WHAT THE TASK ASKS: For the data that follows, state how many lines hold the string "trousers", giving the number by itself.

[Referring expression pointing data]
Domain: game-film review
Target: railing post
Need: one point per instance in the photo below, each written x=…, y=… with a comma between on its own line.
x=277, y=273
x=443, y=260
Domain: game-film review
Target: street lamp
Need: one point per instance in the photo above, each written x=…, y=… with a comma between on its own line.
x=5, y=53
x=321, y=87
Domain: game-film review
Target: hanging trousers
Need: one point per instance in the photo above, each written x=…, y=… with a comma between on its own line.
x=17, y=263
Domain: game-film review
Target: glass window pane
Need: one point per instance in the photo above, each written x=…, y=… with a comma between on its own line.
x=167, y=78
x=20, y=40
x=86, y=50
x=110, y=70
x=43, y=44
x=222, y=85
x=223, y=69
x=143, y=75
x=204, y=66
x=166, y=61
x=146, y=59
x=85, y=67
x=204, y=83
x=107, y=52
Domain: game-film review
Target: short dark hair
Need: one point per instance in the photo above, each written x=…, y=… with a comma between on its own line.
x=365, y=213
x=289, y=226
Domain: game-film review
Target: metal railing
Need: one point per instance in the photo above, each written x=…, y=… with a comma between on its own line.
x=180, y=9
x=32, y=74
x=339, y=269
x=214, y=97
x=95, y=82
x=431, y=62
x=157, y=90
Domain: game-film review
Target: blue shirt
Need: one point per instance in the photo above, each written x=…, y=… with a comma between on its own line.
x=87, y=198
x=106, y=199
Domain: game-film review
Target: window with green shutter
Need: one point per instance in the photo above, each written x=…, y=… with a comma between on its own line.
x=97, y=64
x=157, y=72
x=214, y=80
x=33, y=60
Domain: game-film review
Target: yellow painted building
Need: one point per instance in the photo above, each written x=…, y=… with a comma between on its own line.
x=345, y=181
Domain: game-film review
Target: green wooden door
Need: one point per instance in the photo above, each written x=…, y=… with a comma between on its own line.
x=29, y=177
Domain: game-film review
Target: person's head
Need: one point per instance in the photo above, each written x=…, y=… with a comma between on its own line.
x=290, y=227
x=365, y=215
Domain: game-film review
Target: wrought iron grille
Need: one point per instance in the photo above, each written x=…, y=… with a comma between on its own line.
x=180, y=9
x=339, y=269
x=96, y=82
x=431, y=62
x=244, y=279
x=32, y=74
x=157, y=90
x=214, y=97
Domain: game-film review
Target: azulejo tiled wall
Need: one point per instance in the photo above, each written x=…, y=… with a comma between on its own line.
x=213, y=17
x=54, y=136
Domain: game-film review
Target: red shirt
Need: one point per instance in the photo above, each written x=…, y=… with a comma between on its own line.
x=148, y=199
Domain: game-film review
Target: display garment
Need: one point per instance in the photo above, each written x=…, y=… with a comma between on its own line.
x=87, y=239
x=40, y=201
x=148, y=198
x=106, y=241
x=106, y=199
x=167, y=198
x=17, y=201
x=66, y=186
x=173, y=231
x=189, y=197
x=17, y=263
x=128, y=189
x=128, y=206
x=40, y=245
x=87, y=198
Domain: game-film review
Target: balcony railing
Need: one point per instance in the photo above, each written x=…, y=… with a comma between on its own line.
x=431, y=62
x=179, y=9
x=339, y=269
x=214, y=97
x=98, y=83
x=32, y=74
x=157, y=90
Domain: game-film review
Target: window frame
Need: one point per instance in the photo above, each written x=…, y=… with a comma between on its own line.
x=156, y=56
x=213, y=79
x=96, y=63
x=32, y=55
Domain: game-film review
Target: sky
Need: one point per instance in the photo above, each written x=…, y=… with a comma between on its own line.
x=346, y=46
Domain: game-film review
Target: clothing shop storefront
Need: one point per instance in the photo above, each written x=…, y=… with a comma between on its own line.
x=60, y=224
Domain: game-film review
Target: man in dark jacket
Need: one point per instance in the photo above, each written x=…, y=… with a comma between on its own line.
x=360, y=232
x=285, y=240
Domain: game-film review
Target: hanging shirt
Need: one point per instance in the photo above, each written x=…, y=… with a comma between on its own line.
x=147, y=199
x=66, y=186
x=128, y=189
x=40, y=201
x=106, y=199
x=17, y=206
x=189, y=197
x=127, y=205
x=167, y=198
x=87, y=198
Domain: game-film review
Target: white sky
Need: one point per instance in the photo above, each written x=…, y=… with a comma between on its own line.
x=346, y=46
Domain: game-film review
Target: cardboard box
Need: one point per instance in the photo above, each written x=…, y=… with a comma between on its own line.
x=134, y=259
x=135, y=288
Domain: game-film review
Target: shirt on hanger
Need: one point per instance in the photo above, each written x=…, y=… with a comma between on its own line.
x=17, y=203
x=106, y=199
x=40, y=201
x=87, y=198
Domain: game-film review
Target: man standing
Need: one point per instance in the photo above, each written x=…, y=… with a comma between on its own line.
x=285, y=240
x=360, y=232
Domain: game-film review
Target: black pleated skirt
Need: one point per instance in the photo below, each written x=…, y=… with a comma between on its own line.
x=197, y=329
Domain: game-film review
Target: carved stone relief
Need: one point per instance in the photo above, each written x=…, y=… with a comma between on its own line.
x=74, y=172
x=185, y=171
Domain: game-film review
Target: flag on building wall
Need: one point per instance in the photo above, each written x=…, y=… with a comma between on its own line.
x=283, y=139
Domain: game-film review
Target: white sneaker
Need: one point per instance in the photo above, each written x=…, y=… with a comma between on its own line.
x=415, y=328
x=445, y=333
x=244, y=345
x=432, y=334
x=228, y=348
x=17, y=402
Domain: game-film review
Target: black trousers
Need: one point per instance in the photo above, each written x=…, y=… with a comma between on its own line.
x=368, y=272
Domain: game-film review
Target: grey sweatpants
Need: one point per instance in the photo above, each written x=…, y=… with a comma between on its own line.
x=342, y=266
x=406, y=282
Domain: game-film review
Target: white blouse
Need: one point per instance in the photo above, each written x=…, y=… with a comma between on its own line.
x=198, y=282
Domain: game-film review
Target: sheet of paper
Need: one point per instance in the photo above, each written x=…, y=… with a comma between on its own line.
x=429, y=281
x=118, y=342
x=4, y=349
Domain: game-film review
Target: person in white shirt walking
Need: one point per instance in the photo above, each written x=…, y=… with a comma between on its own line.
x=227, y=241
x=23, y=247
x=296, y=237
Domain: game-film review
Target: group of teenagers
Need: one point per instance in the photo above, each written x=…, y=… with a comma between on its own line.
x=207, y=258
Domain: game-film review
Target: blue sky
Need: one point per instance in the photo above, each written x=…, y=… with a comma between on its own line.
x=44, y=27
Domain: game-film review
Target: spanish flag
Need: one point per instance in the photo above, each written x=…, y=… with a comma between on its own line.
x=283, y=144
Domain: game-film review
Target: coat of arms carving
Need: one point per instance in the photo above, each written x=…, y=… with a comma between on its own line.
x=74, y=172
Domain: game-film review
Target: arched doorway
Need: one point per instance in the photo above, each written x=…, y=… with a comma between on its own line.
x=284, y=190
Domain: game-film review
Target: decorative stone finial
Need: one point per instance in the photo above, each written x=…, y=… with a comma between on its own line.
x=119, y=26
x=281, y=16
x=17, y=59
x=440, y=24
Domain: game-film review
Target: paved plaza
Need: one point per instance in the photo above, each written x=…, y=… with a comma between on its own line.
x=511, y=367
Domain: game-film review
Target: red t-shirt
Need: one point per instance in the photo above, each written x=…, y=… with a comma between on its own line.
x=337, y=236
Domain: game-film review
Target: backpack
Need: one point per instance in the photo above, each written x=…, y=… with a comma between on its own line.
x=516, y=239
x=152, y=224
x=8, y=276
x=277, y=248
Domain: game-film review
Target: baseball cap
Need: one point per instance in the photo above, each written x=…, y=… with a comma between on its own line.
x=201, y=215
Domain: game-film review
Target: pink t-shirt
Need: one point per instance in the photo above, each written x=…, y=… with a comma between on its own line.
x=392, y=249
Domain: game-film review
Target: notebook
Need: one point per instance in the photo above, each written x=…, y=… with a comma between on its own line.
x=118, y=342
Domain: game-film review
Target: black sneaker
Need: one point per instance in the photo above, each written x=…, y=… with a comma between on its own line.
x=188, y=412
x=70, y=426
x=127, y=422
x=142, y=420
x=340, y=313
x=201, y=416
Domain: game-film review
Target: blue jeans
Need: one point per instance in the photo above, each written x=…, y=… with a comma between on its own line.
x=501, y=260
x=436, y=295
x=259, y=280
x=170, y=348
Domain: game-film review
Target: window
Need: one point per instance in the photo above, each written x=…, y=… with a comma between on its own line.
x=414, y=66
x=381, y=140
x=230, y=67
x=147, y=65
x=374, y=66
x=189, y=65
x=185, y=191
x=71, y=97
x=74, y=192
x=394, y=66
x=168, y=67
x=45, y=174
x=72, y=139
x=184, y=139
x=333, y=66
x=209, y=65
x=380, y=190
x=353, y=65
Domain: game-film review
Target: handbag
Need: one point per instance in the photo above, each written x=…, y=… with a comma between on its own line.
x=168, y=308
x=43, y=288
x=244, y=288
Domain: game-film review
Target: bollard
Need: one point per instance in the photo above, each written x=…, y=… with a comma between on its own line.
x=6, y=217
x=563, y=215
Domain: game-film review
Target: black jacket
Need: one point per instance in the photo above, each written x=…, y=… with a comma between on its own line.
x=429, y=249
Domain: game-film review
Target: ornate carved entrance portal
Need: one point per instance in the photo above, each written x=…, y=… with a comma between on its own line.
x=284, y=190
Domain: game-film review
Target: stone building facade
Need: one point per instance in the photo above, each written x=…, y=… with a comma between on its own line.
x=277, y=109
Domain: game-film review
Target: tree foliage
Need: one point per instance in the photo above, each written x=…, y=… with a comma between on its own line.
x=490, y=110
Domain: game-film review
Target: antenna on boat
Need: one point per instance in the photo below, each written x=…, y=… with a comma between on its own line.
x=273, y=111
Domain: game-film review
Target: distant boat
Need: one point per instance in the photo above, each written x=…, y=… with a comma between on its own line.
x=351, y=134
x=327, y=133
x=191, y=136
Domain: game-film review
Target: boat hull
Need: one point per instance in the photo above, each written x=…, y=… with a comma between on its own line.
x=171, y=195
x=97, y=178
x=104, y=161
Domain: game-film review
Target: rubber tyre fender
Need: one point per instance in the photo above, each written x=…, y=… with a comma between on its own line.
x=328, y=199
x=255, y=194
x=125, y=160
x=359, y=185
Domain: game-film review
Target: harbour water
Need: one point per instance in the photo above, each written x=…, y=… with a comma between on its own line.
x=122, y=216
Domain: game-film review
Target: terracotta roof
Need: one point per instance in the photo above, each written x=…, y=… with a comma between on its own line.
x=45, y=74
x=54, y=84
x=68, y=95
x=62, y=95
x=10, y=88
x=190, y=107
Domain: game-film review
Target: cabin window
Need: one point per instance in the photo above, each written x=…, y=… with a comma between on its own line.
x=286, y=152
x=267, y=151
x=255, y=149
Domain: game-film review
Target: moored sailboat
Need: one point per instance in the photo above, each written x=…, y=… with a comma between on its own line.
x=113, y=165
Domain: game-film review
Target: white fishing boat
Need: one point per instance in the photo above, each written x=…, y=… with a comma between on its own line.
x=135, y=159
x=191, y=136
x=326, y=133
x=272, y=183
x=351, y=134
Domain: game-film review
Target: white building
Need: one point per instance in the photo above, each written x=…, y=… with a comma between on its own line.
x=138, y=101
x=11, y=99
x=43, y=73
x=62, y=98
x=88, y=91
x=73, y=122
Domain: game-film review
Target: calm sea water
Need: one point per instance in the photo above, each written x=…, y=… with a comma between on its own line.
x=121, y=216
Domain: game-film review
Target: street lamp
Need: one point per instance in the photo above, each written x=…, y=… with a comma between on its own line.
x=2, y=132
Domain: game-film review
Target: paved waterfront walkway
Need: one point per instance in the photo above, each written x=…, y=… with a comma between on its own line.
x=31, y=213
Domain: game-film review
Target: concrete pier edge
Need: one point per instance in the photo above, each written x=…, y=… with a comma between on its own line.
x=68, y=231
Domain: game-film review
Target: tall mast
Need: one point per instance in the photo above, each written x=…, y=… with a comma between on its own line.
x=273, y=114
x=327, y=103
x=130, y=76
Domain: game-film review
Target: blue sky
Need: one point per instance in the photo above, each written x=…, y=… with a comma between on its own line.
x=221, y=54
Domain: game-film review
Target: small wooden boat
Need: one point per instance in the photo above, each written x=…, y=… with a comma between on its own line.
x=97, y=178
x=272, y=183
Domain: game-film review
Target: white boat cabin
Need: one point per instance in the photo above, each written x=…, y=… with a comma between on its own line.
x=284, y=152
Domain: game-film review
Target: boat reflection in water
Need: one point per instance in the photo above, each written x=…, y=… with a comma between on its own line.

RESULT OF THE EXERCISE: 2